### Required work:
Rescale the rows below by writing out every line again, requests included, with each answer coordinate multiplied by 1.45 and rounded to a whole number (halves round up), while the requests and their sample points stay unchanged. Leave the pictures out.

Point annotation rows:

┄┄┄┄┄┄┄┄┄┄┄┄┄┄┄┄┄┄┄┄

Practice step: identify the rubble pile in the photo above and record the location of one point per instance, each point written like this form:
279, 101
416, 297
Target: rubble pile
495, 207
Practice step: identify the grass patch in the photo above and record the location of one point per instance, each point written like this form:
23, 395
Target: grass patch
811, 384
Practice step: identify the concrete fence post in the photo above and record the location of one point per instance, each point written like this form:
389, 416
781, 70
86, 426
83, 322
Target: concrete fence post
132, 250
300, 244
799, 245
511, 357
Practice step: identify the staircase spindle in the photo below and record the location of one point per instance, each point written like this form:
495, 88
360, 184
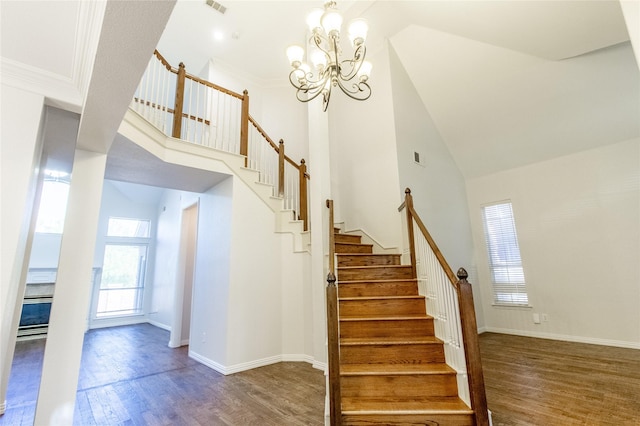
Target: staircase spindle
179, 102
333, 334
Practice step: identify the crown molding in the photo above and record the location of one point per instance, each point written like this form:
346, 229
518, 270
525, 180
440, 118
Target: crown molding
59, 90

┄┄┄┄┄┄┄┄┄┄┄┄┄┄┄┄┄┄┄┄

### Result for this exercise:
Practice step: identify the rubble pile in the photo above and record the location of one point per instance, each point written like this form:
279, 101
416, 297
Target: rubble pile
718, 300
Practice step: identify the grass patch in the photo above and record the location of one point per instance, each point written like this form:
23, 395
Target: grass patch
1176, 557
Practice step: identify the concrete fence post in the photo above and record the location of one point per instance, each point written like this form:
389, 416
781, 70
86, 426
83, 322
Target: concrete fence post
191, 363
435, 354
1159, 355
741, 518
Practice step: identify the staircase spindle in the photo below and record the location of one point per instance, each point written like this form:
495, 88
360, 184
Target: staircase spindle
260, 148
483, 484
Practice step: identify the crown molding in the photo above and record the location of one point per instance, each point written like this form:
346, 229
518, 270
525, 180
440, 118
Target: crown molding
86, 131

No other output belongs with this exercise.